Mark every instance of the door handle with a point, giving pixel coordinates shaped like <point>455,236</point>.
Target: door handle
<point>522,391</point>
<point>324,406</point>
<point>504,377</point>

::::::

Render each line of the material above as a row in a Markdown table with the columns "No." and "Line," and leave out any blank lines.

| No. | Line |
|---|---|
| 1 | Mark every instance of the door handle with a point, giving pixel coordinates shaped like <point>455,236</point>. |
| 2 | Target: door handle |
| 3 | <point>522,391</point> |
| 4 | <point>324,406</point> |
| 5 | <point>504,377</point> |